> **Tasks and exercises**:
• 1. Sum up the blog excerpt on diabetes charities and mangosteen research in two sentences.
• 2. In the blog excerpt on diabetes charities and mangosteen research, how much money did the American Diabetes Association raise last year?

> **Document section**:
┏━━
I get a lot of these expensive mailings from the JDRF and they are turning me off to the organization.

This one was more annoying than usual, because it contained a big fat pack of Christmas cards. And I mean "Christmas" cards. Red and green with text and imagery that even on the cards that did not use the "C" word still made them unsuitable for sending to people who aren't Christian.

So I came away wondering why the JDRF's fundraising geniuses decided to send out a fundraiser that carries the subtext that people who do not celebrate Christmas need not feel guilty for not sending them money. Bad move folks!

But least they didn't send out candy cane stickers like the ADA does every year. Which reminds me it's time to remind you that before you respond to the American Diabetes Association you should check out what percentage of your dollar will go into "activities"--in California it may be less than 33% elsewhere not much better. The Charity Navigator gives them the very lowest ranking possible--one star out of four.

The ADA raised $213,464,233 last year. That's a lot of money. It does NOT fund its journals which are subscription only and very expensive--and which researchers must pay to get their studies published. Did it fund direct research? No. Because that isn't the ADA's mission.

So where did that money go? Good luck in finding out. Perhaps it went into printing and distributing flyers telling people to eat healthy whole grains, pasta and bananas or urging them to keep taking Avandia until more studies are done. That's the main "educational" message I've seen from the ADA over this past year. And of course it must be expensive gearing up to put "Diabetes friendly" labels on low fat boxed breakfast cereals--that's the ADA's next big "breakthrough".


October 20, 2009

Utterly Flawed Research Claims a Spurious Benefit for Mangosteen

Every now and then a piece of nutritional research crosses my desk that is so poorly conducted that I can't resist the temptation to post it here and use it as an example of how people who are supposed to be scientists degrade themselves in the pursuit of results that will please their corporate sponsors.

The study can be read in all its glorious full text awfulness here:

Evaluation of Mangosteen juice blend on biomarkers of inflammation in obese subjects: a pilot, dose finding study. Jay K. Udani. Nutrition Journal 2009, 8:48, doi:10.1186/1475-2891-8-48

The way this study is being reported in the media can be seen here:
Science Daily: Mangosteen Juice Could Protect Health In The Obese

So what's wrong with this study? Let's take a closer look.

The abstract of the study says "The purpose of this study was to evaluate the effect of multiple dosages of a proprietary Mangosteen Juice blend on indicators of inflammation and antioxidant levels in obese patients with elevated C-reactive protein (CRP) levels." Okay, that sounds reasonable.
┗━━
> **Dataset records**:
┏━━
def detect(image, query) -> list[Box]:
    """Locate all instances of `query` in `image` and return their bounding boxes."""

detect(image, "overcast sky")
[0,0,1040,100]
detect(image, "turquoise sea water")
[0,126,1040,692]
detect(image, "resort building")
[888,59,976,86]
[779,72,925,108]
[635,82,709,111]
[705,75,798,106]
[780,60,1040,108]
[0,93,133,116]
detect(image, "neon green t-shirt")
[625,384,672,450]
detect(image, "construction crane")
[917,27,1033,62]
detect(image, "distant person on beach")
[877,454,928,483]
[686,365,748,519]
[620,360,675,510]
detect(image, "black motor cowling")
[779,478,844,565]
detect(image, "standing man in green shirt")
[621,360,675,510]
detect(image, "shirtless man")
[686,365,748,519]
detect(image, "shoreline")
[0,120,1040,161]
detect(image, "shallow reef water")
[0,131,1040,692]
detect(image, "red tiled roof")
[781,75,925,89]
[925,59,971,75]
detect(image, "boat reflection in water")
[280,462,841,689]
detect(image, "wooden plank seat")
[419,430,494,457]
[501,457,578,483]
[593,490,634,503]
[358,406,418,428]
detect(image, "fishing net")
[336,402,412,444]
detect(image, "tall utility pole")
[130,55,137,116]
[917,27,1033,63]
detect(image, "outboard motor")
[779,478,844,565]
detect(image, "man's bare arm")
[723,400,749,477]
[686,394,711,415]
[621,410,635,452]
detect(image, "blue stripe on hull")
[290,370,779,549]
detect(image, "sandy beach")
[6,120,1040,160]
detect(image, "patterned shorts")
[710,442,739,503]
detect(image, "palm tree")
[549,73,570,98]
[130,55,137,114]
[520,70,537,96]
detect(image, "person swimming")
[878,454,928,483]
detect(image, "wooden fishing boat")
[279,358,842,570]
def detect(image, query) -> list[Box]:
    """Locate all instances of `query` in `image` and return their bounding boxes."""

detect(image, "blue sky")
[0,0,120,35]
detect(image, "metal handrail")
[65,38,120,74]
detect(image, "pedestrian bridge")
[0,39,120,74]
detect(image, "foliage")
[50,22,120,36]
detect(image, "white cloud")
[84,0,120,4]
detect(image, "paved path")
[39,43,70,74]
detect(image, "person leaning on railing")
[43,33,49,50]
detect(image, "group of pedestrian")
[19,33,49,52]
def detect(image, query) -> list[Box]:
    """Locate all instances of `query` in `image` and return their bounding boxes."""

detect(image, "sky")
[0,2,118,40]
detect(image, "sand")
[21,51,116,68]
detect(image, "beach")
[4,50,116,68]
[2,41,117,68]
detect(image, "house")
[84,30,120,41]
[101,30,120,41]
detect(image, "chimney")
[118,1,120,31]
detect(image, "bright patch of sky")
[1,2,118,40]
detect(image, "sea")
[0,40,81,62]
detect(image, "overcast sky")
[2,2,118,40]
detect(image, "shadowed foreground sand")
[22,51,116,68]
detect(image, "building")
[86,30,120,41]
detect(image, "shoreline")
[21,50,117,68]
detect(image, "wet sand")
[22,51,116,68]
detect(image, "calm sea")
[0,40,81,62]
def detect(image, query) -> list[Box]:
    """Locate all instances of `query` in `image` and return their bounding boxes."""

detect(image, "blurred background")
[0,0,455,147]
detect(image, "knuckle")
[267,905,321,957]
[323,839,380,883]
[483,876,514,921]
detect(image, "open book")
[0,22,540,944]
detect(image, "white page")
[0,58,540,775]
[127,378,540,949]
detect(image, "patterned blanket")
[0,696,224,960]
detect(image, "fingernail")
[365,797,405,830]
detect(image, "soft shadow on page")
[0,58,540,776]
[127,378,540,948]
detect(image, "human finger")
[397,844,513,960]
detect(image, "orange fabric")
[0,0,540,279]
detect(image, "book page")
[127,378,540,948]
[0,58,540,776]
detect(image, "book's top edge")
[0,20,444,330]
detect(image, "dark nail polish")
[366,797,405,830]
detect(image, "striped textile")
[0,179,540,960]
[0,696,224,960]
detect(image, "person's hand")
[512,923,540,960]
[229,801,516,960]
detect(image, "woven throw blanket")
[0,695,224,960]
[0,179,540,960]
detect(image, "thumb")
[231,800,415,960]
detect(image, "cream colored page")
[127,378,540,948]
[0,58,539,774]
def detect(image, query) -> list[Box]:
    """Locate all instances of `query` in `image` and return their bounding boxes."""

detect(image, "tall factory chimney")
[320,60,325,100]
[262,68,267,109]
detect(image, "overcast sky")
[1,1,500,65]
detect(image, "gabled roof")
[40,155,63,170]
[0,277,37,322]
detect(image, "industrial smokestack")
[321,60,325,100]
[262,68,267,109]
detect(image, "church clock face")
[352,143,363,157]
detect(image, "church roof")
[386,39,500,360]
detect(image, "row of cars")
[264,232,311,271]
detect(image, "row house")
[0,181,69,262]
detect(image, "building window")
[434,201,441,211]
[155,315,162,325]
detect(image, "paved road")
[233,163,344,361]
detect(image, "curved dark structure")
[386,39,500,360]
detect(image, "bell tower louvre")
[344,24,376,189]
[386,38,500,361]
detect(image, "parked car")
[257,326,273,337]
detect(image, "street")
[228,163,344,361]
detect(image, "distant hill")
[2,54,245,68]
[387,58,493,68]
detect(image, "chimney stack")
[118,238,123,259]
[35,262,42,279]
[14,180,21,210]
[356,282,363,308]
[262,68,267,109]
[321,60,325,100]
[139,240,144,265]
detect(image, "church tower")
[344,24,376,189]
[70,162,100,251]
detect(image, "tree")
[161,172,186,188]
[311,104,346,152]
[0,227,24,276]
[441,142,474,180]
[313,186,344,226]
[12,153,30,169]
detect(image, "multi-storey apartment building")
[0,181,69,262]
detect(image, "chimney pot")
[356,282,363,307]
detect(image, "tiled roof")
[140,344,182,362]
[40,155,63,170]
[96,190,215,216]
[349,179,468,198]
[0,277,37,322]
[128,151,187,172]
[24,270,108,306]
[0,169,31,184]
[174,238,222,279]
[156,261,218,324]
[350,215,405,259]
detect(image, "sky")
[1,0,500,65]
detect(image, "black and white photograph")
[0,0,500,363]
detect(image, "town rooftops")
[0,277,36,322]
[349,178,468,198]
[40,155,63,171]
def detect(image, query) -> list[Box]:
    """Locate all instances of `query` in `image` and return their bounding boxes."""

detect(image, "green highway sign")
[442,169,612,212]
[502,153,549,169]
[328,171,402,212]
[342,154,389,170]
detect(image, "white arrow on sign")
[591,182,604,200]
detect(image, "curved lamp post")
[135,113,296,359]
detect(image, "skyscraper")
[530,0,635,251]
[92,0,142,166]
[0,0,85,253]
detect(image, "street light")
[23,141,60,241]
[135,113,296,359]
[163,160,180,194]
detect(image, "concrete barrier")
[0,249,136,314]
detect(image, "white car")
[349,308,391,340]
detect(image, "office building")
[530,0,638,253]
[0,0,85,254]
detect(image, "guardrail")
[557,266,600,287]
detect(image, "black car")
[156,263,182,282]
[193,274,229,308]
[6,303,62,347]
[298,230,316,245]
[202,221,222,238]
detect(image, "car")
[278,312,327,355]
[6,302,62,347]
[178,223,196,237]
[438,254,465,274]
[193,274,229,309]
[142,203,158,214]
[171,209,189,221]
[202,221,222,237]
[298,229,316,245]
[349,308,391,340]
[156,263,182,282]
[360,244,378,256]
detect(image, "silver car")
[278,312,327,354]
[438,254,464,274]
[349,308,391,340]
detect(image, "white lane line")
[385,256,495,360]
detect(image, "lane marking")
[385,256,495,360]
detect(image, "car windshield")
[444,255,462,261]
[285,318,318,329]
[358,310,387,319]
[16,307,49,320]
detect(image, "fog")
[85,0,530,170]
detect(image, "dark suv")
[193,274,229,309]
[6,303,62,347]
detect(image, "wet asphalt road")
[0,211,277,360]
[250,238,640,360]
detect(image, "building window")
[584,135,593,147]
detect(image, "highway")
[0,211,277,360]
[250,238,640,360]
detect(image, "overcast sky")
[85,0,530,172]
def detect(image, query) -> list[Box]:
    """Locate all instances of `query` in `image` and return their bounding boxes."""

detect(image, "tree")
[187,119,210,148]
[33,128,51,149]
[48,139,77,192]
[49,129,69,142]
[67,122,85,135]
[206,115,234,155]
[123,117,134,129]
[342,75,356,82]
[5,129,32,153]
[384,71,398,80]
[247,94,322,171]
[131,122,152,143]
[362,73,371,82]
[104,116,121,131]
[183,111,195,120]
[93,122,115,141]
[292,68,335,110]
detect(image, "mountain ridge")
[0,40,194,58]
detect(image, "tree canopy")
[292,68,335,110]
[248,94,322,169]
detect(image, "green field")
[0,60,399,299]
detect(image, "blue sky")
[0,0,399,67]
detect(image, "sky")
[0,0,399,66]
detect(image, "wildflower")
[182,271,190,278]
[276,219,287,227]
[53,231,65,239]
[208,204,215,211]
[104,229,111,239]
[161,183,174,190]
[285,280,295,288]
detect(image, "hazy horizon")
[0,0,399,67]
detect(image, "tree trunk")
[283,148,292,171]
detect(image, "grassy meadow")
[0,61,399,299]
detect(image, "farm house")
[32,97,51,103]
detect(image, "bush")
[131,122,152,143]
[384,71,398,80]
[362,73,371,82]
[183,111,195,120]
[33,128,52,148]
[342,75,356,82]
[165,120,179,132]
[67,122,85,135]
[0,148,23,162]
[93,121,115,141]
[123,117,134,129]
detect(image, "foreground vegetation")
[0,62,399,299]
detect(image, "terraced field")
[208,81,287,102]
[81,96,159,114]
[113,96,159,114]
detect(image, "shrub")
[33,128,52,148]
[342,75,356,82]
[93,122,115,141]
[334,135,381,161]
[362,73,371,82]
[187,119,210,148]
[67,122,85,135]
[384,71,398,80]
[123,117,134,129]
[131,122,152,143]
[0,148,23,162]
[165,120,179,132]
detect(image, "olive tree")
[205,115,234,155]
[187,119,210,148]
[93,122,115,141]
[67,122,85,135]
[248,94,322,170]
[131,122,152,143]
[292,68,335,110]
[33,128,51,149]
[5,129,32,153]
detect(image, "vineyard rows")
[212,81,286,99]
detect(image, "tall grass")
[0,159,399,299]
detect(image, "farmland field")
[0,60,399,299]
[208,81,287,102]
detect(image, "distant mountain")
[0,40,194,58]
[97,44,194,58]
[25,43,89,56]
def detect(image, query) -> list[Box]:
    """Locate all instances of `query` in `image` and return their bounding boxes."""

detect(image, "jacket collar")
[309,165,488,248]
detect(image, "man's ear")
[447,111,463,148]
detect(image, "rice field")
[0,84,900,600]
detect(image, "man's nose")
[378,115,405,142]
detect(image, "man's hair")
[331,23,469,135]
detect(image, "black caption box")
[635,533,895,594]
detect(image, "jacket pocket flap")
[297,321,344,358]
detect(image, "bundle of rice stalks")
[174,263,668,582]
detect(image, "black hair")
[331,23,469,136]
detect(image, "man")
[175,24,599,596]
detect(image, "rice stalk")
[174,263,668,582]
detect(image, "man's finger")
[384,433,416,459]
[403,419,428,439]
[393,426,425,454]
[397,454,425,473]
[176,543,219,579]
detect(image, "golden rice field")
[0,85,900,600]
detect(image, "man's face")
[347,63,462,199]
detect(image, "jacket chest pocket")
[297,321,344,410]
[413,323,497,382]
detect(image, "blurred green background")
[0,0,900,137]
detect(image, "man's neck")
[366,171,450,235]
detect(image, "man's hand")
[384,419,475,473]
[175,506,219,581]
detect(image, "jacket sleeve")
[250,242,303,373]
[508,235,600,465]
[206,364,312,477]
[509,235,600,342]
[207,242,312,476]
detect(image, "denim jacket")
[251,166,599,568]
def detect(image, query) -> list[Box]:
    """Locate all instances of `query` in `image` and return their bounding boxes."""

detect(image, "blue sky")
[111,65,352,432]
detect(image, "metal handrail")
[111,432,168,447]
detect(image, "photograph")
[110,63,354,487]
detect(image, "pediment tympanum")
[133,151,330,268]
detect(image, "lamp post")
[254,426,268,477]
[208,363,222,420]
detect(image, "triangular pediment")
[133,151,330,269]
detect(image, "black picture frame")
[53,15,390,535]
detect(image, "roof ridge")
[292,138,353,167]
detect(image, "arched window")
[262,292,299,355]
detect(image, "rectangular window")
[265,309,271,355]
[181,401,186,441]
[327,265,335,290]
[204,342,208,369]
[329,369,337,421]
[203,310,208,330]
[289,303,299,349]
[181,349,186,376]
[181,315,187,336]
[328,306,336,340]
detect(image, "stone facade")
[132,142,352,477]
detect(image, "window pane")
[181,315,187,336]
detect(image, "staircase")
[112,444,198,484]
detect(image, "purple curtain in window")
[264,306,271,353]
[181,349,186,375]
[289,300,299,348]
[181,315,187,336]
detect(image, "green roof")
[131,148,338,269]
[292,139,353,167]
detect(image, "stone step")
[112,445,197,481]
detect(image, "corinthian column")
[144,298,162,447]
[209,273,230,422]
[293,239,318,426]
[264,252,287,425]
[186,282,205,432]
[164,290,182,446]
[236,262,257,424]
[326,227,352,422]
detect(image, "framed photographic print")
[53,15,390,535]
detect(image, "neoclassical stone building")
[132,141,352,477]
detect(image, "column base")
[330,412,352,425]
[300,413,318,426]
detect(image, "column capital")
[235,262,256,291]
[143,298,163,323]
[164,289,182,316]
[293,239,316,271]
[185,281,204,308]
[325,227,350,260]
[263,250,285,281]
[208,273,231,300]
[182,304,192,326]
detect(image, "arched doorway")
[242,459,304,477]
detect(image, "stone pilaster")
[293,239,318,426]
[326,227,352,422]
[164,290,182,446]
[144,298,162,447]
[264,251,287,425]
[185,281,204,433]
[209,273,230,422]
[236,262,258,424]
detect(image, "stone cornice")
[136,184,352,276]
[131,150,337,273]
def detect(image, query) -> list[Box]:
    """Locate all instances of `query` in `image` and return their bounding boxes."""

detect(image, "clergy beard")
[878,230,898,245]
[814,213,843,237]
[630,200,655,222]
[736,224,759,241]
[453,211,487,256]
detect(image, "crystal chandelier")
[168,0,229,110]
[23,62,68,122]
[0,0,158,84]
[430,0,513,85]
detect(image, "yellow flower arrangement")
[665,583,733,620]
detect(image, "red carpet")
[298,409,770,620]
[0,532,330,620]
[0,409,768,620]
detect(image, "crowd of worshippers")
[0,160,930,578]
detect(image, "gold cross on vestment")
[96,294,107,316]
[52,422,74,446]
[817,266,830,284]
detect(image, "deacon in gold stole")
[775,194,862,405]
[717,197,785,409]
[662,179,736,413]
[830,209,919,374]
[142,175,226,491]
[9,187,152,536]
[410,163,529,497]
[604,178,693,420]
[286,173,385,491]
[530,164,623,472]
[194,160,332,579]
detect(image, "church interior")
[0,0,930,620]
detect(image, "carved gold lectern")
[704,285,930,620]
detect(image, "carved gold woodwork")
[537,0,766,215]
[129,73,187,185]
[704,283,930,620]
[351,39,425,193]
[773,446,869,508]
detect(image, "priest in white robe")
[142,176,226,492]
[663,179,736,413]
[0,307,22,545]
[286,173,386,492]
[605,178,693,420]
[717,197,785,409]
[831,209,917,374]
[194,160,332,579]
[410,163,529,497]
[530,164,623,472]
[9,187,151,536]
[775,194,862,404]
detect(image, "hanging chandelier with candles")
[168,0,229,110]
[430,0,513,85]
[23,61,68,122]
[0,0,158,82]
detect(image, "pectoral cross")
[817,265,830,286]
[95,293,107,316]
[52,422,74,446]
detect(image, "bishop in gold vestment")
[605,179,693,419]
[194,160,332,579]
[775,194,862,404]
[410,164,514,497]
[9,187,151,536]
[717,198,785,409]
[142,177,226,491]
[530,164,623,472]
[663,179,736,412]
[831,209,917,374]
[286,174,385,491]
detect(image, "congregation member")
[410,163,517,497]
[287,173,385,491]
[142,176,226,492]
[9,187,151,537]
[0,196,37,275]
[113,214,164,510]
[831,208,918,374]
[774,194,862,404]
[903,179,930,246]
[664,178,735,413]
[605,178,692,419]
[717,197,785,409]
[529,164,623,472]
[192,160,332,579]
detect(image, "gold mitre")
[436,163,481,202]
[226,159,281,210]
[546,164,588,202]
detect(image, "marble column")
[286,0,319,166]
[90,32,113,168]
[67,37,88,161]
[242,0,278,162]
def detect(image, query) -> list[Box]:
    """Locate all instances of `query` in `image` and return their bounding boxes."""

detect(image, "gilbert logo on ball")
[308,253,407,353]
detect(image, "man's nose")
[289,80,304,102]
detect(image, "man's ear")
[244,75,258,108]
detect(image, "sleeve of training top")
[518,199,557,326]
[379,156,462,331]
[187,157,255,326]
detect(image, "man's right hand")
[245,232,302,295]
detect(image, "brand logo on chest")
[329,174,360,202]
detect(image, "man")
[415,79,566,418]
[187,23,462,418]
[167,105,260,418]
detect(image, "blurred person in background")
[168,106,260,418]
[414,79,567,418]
┗━━
> **Solutions for each task**:
• 1. The writer objects to costly JDRF mailings, especially a pack of Christmas cards unsuitable for people who aren't Christian. The writer also faults the American Diabetes Association for its one-star Charity Navigator ranking and for not funding direct research, then introduces a mangosteen juice study on inflammation in obese subjects as an example of poorly conducted nutritional research.

• 2. $213,464,233.